::: Extracted data :::

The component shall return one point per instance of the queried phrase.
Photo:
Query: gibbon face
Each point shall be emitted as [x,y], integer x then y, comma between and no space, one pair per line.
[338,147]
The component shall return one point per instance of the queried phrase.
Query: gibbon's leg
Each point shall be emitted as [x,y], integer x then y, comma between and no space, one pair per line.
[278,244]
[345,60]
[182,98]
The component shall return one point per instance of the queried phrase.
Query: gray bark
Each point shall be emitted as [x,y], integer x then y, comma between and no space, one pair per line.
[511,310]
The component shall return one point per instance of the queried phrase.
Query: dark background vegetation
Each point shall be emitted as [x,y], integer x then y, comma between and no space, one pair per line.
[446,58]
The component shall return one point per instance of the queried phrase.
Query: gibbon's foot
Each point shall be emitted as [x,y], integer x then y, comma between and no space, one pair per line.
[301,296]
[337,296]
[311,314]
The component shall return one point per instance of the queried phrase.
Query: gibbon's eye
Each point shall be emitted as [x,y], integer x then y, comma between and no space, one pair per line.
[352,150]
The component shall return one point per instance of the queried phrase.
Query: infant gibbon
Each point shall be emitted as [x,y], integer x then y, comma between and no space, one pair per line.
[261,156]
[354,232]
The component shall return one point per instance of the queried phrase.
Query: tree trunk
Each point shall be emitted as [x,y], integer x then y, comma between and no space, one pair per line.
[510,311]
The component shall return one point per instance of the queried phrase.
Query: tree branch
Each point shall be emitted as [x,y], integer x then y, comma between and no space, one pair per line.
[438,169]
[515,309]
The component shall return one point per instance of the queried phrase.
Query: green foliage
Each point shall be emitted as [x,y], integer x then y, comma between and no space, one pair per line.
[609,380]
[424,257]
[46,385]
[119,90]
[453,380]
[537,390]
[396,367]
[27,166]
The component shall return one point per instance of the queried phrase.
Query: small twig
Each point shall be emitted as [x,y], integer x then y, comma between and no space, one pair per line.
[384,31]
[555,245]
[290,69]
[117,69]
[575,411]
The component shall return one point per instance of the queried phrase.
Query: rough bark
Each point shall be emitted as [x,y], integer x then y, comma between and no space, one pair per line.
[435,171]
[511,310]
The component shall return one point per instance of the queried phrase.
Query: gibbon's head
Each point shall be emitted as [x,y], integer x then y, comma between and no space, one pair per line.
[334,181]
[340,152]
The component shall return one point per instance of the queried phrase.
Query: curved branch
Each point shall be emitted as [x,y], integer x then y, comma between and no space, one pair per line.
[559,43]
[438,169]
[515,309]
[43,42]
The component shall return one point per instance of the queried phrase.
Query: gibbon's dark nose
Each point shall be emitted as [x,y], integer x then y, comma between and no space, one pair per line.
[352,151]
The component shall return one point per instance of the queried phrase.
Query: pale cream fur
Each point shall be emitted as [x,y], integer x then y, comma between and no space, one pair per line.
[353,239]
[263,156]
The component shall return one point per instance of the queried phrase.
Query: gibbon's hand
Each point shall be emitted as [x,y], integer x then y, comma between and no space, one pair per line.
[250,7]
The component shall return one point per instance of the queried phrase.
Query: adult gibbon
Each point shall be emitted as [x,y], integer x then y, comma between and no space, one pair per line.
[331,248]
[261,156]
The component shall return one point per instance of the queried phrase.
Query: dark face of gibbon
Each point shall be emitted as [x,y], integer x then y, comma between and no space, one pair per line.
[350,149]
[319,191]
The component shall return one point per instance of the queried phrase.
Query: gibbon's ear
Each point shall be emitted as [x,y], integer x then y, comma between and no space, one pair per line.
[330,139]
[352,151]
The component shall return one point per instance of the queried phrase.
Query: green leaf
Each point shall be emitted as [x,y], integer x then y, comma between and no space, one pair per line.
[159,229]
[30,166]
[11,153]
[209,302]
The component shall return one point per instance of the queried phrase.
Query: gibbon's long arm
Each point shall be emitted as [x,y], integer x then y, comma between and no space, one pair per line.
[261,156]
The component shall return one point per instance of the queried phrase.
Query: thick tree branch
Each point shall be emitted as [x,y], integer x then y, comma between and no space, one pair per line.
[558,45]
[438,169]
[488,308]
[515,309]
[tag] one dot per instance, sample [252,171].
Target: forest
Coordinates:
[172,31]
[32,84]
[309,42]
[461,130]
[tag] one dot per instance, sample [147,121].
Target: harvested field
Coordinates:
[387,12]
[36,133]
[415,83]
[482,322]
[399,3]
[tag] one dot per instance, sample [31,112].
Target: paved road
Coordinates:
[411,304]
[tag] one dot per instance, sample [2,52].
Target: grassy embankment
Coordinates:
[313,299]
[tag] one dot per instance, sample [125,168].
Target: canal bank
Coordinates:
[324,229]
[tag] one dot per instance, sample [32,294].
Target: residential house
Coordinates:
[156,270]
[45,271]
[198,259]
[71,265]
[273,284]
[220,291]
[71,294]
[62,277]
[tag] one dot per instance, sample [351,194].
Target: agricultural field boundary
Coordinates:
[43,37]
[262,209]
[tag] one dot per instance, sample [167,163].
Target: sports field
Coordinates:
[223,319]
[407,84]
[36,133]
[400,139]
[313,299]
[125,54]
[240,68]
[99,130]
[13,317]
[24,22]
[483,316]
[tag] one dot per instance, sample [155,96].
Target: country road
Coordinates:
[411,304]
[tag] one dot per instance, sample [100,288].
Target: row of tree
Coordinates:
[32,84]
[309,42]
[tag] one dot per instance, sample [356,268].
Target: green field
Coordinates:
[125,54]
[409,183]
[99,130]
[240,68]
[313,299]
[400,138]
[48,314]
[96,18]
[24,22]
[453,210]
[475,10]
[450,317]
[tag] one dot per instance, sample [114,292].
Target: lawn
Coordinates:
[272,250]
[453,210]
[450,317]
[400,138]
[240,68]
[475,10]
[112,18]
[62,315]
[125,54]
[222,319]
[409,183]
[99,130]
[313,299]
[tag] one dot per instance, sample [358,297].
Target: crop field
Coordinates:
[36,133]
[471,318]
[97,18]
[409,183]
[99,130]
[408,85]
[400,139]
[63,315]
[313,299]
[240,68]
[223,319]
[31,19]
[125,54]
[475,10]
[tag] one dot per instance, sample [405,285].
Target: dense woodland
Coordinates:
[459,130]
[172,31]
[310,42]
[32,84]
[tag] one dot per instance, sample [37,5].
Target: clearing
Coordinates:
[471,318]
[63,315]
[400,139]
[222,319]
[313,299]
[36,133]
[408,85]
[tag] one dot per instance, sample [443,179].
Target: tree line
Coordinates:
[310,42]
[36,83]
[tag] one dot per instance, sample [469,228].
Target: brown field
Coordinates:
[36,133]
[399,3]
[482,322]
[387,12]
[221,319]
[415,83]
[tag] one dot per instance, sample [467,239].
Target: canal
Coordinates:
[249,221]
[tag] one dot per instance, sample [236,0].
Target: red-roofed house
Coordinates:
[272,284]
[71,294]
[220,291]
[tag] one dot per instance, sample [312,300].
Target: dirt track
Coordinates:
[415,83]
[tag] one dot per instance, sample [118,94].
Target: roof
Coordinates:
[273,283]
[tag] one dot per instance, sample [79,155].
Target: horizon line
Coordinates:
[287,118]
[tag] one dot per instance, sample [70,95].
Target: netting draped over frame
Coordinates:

:::

Each line with the word "green" in the records above belongs in the result; copy all of them.

Completed exercise:
Query: green foliage
Query: green leaf
Target: green field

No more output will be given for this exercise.